### [Prompt]
Edit the listing below so that each "bounding box" becomes "enclosing rectangle". Leave every other character unchanged.

### [Provided material]
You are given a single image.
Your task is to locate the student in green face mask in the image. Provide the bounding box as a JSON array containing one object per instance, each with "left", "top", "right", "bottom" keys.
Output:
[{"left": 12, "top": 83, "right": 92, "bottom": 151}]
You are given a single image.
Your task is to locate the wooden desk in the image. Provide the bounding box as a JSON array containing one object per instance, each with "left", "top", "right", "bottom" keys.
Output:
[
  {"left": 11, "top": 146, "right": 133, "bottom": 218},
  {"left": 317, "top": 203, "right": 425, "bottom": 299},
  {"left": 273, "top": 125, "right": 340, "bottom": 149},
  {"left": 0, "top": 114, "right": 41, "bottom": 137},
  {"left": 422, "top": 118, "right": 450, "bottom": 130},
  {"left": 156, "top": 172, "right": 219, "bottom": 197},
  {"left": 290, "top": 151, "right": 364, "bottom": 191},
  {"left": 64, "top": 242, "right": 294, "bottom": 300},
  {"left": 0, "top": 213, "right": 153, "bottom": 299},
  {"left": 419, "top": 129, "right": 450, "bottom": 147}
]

### [Final result]
You are given a single image.
Your task is to locate the student in green face mask in the image. Provide the enclosing rectangle as a JSON array containing one object per instance, each with "left", "top", "right", "bottom" keys.
Output:
[{"left": 12, "top": 83, "right": 92, "bottom": 151}]
You are given a single image.
Your task is to locate the wooden desk in the image. Provide the enclosing rectangle as a JSON array containing one object per instance, each with "left", "top", "right", "bottom" keys.
Output:
[
  {"left": 11, "top": 146, "right": 133, "bottom": 218},
  {"left": 317, "top": 203, "right": 425, "bottom": 299},
  {"left": 273, "top": 125, "right": 340, "bottom": 149},
  {"left": 0, "top": 114, "right": 41, "bottom": 137},
  {"left": 422, "top": 118, "right": 450, "bottom": 130},
  {"left": 156, "top": 172, "right": 219, "bottom": 197},
  {"left": 290, "top": 151, "right": 364, "bottom": 191},
  {"left": 64, "top": 242, "right": 294, "bottom": 300},
  {"left": 0, "top": 213, "right": 153, "bottom": 299},
  {"left": 419, "top": 129, "right": 450, "bottom": 147}
]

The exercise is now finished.